* **Selected excerpt**:
Introduction

Users sometimes need to transform one source row into multiple target rows. For example, attributes are stored in columns in one table or file and may need to be broken into multiple records - one record per column attribute. In general it allows one to convert columns to rows.

Use-Case

Convert wide rows and reducing data to it canonicalize form.
Reduce the need for restructuring the collection, as new types of data are being added.
Let’s assume that we are building a customer 360 Master table that aggregates data for a user from multiple sources. Each of the source has it’s own type of data to be added to a customer id. Instead of creating wide columns, normalization allows one to transform into it’s canonical form and update the customer 360 profile simultaneously from multiple sources.

Use Stories

User should be able to specify a record field mapping. The record field mapping, just maps the field in input schema to the field in the output schema. These are the fields that would be available in every record.

* **Record set**:
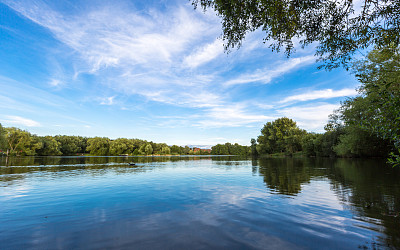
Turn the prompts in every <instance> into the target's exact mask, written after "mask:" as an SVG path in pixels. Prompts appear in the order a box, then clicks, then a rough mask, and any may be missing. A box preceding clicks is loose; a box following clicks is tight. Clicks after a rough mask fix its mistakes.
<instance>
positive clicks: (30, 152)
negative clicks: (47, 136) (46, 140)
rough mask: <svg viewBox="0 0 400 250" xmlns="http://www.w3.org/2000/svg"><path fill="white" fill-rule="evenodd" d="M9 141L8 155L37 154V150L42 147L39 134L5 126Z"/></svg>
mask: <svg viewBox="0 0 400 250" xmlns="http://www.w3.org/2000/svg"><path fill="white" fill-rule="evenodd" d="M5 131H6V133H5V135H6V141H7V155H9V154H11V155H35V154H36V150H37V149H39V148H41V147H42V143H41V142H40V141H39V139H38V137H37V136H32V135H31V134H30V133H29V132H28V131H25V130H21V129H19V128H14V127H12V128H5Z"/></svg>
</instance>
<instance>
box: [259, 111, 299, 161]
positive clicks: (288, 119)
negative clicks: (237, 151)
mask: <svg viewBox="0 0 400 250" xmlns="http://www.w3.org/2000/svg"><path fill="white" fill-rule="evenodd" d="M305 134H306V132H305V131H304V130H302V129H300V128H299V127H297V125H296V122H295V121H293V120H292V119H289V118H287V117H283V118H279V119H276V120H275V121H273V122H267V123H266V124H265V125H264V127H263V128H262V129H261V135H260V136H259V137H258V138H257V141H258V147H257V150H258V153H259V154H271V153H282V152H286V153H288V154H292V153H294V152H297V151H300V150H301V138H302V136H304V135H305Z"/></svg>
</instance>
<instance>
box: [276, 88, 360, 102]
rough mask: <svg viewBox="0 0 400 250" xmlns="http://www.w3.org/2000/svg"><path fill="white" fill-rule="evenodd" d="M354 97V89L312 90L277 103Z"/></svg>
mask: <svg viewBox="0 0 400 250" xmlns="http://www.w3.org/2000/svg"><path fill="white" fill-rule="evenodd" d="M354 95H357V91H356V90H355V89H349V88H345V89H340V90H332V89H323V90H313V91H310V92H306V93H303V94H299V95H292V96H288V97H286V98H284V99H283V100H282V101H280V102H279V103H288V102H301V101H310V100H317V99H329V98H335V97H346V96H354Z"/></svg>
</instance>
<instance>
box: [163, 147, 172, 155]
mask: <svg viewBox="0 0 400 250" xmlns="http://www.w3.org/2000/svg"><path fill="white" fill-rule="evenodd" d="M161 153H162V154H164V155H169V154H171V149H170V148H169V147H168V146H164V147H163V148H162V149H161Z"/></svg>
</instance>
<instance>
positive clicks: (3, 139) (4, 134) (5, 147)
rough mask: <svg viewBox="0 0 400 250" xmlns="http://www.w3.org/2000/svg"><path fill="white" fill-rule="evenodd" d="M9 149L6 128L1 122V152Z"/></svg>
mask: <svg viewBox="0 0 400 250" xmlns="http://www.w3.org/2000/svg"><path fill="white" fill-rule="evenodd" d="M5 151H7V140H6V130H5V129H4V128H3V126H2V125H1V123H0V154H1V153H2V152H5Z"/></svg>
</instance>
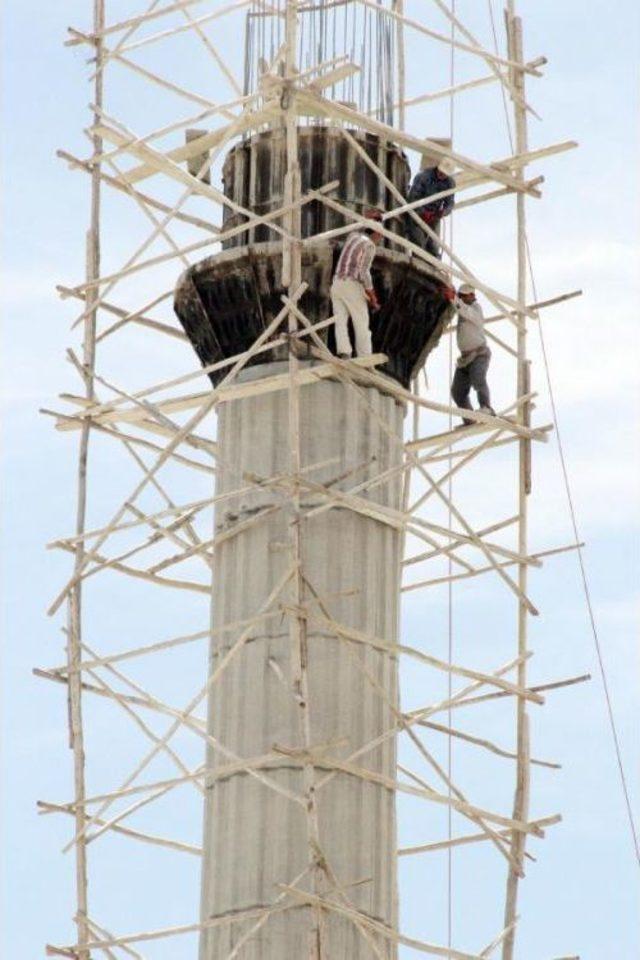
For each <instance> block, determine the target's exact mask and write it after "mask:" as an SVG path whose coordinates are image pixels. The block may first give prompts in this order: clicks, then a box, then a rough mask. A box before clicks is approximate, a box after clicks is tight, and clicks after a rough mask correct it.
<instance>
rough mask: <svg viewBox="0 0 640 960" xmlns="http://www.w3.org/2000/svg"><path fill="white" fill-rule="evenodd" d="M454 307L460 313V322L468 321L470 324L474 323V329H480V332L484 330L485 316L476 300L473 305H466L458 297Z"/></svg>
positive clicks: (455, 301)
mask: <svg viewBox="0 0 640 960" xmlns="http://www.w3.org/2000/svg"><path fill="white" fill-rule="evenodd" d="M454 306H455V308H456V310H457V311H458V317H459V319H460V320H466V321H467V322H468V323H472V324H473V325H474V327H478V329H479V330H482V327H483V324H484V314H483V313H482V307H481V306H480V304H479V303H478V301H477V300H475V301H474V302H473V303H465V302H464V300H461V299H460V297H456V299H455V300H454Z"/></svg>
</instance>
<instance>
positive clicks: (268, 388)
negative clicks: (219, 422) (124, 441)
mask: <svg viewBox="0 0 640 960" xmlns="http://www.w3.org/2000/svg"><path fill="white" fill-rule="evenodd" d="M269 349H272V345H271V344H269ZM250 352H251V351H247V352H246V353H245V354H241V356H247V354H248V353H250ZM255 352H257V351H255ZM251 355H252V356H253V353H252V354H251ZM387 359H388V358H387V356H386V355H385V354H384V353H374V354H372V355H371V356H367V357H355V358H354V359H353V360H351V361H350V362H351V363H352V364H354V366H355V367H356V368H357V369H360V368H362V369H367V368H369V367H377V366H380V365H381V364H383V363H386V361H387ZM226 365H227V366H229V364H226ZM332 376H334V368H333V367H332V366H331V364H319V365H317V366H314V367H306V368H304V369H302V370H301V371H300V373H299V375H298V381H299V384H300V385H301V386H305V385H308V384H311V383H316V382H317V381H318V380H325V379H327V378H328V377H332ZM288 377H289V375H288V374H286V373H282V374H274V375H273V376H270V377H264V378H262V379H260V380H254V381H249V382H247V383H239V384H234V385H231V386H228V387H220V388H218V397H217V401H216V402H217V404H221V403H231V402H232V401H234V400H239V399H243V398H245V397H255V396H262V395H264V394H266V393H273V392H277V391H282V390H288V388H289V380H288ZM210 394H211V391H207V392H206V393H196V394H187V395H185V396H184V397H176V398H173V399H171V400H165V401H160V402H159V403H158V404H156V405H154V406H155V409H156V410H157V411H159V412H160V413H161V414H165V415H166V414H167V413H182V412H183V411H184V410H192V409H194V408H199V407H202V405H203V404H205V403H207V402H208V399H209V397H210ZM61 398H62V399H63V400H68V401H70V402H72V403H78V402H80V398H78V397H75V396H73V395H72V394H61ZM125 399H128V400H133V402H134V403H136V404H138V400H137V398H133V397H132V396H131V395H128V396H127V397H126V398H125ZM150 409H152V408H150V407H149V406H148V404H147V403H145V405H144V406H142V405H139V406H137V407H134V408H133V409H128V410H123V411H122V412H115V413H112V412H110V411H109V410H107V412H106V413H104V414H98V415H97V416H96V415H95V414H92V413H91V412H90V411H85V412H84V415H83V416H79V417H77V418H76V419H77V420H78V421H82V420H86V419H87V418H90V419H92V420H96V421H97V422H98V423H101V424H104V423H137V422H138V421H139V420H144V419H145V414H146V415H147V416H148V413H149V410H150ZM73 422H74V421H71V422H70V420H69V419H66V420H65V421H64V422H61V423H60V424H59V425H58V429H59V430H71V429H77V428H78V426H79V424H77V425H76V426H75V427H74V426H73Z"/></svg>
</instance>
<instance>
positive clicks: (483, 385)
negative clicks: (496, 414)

* **Questions to answer**:
1: In the page on converting columns to rows, what kind of master table is assumed to be built in the example?
2: Could you reproduce word for word the part of the page on converting columns to rows that begins with the words containing "Users sometimes need" and ends with "are being added."?
The listing is separate material from the page on converting columns to rows.

* **Per-task outputs**:
1: A customer 360 Master table that aggregates data for a user from multiple sources.

2:
Users sometimes need to transform one source row into multiple target rows. For example, attributes are stored in columns in one table or file and may need to be broken into multiple records - one record per column attribute. In general it allows one to convert columns to rows.

Use-Case

Convert wide rows and reducing data to it canonicalize form.
Reduce the need for restructuring the collection, as new types of data are being added.